**PERINTAH TUGAS 1:**
Dalam teks bacaan tentang hadits wanita yang menanggalkan pakaiannya, mengapa Syaikh menyatakan bahwa larangan itu bukan perkara ta'abbudi murni? Jawab dalam satu sampai tiga kalimat.
**PERINTAH TUGAS 2:**
Lanjutkan teks bacaan tentang hadits wanita yang menanggalkan pakaiannya, mulai setelah kalimat terakhirnya.

**TEKS BACAAN:**

• • • •

-->
مَثَلُ الَّذِيْ يَطْلُبُ الْعِلْمَ بِلاَ حُجَّةٍ كَمَثَلِ حَاطِبِ لَيْلٍ، يَحْمِلُ حُزْمَةَ حَطَبٍ وَفِيْهِ أَفْعَى تَلْدَغُهُ وَهُوَ لاَ يَدْرِيْ

Jangan Biarkan Tabir Terkoyak

Dalam sebuah rekaman tanya jawab, beliau mengupas seputar makna hadits ini:
Penanya: Terkait dengan wanita menanggalkan pakaiannya di tempat jual beli (yakni kamar ganti –pen), apakah padanya bisa diterapkan perkataan Nabi Shollallohu ‘Alaihi wa Sallam
أيما امرأة نزعت ثيابها
“Wanita mana saja yang menanggalkan …” Al-Hadits
Syaikh: Pertama, saya memahami dari hadits ini: penanggalan pakai keseluruhan, yakni dia telanjang …
Penanya: Ini tidak terjadi di toko, ini hanya terjadi di kamar mandi.
Syaikh: Tolong jangan potong pembicaraanku, saya belum menyelesaikannya. Saya katakan: “Pertama”, itu artinya setelahnya ada yang kedua, bisa jadi juga ada yang ketiga –wallohu a’lam-.
Pertama: Hadits tersebut berlaku pada perempuan yang telanjang dari seluruh pakaiannya. Karena itulah hadits ini dijadikan dalil larangan masuknya perempuan ke dalam tempat mandi di luar rumahnya. Bersamaan dengan itu saya katakan: “Apabila seorang perempuan terpaksa untuk mandi di selain rumah keluarga dan mahramnya, maka ketika itu dia mesti melihat kepada keamanan untuk menutup pintu kejelekan. Karena hukum ini bukanlah murni perkara ta’abbudi –yaitu perkara yang tidak diketahui hikmah atau ‘illah (sebab yang yang membangun hukum)nya dalam larangan Rosululloh bagi perempuan untuk telanjang. Bahkan perkara ini ma’qulul ma’na (hikmah atau ‘illah hukumnya diketahui –pent), karena hal tersebut (yaitu telanjang –pent) bisa bisa membawa dia terfitnah pada perkara yang terkait dengan harga dirinya. Apabila ada mahram yang menjaganya jika ada yang ingin berbuat jelek kepadanya, maka ketika ini hilanglah larangan. Apabila ditemukan penghalang (hukum ini –pen) walaupun dengan jalan tanpa adanya mahram –seperti di sebuah rumah yang perempuan tersebut yakin tidak ada seorang lelaki pun disana- maka boleh baginya untuk mandi setelah dia mengambil langkah jaga-jaga agar tidak ada seorangpun dari perempuan yang melihat kepada auratnya. Nah, sekarang telah kita ketahui dalil beserta fikih (pemahaman)nya, sehingga memungkinkan kita sekarang untuk sampai langsung kepada jawaban.

• • • •

**CUPLIKAN DATA:**
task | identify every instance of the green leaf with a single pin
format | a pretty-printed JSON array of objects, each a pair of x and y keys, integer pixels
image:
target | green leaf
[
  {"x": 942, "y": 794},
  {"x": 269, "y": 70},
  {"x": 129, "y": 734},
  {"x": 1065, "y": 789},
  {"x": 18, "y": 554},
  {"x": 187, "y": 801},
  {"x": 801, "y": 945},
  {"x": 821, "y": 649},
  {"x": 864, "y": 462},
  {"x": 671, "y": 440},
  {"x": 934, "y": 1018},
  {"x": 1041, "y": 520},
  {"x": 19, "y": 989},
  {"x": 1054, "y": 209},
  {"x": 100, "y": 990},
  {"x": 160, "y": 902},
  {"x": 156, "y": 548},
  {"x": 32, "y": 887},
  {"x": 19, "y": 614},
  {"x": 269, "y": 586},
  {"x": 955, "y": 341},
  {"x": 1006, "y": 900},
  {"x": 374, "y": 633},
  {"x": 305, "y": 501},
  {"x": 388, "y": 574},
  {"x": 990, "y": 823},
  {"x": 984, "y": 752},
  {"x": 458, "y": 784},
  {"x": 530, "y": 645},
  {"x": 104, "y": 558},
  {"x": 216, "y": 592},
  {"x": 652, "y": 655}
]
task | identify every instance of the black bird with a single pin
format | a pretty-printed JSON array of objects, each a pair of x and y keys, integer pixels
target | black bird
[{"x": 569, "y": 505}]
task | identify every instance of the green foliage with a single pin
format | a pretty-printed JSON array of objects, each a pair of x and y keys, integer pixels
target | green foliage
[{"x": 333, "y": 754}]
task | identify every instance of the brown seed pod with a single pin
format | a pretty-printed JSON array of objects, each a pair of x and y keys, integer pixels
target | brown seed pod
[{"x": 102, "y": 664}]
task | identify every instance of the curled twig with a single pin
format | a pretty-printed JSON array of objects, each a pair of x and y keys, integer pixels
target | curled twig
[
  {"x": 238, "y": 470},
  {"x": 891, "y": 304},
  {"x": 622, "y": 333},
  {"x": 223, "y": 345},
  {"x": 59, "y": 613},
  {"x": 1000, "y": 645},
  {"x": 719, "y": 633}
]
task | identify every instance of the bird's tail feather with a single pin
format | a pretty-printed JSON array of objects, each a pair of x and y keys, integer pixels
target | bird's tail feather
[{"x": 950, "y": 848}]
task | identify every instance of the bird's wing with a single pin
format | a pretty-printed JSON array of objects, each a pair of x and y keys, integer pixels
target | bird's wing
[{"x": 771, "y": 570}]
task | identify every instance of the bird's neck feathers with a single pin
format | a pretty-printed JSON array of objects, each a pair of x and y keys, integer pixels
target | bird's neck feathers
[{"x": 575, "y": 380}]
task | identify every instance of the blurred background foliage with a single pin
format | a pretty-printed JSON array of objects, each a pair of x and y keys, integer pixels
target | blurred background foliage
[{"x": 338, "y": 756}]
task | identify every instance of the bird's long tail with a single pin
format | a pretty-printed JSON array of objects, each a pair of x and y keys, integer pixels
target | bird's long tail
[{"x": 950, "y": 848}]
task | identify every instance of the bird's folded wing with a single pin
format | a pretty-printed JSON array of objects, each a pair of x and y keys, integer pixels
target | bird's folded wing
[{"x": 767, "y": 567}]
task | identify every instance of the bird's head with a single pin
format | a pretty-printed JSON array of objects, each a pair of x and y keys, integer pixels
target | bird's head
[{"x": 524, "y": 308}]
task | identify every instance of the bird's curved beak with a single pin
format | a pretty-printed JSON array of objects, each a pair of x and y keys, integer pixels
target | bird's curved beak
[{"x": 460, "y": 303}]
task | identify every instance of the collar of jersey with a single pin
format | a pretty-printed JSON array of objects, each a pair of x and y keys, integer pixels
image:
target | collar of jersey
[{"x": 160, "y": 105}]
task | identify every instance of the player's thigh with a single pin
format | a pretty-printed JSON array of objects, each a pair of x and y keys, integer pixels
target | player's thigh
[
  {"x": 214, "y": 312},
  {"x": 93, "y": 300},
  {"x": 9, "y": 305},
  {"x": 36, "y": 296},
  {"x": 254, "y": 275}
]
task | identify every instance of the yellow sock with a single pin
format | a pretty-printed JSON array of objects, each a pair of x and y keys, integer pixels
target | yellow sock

• • • •

**JAWABAN LATIHAN 1:**
Larangan itu termasuk ma'qulul ma'na, artinya hikmah atau 'illah hukumnya diketahui. Telanjang dapat membuat perempuan terfitnah dalam perkara yang terkait dengan harga dirinya. Karena itu, larangan tersebut hilang apabila ada mahram yang menjaganya dari orang yang ingin berbuat jelek kepadanya.

**JAWABAN LATIHAN 2:**
Maka saya katakan: Kamar ini, yang dipakai di tempat-tempat penjualan untuk (ganti) pakaian, apabila:
  • Pertama: Tidak ada “mata-mata” yang mengintai atau mengawasi wanita yang masuk ke kamar tersebut. Karena kami mendengar ada sebagian ruangan yang dipakai sebagian hotel besar dan mewah untuk mengadakan perayaan pernikahan, padanya terdapat kamera yang diletakkan di beberapa pojok sehingga orang-orang yang duduk di ruangan itu tidak memperhatikannya padahal ia (kamera tersebut) merekam video. Orang yang di ruangan tersebut tidak menyadari dan mengatakan: “Tidak ada seorangpun”, namun disitu ada mata-mata yang tidak terlihat namun dia melihat. Maka disyaratkan kamar (ganti) ini aman dan tidak terdapat semisal “mata-mata” yang mengawasi tersebut.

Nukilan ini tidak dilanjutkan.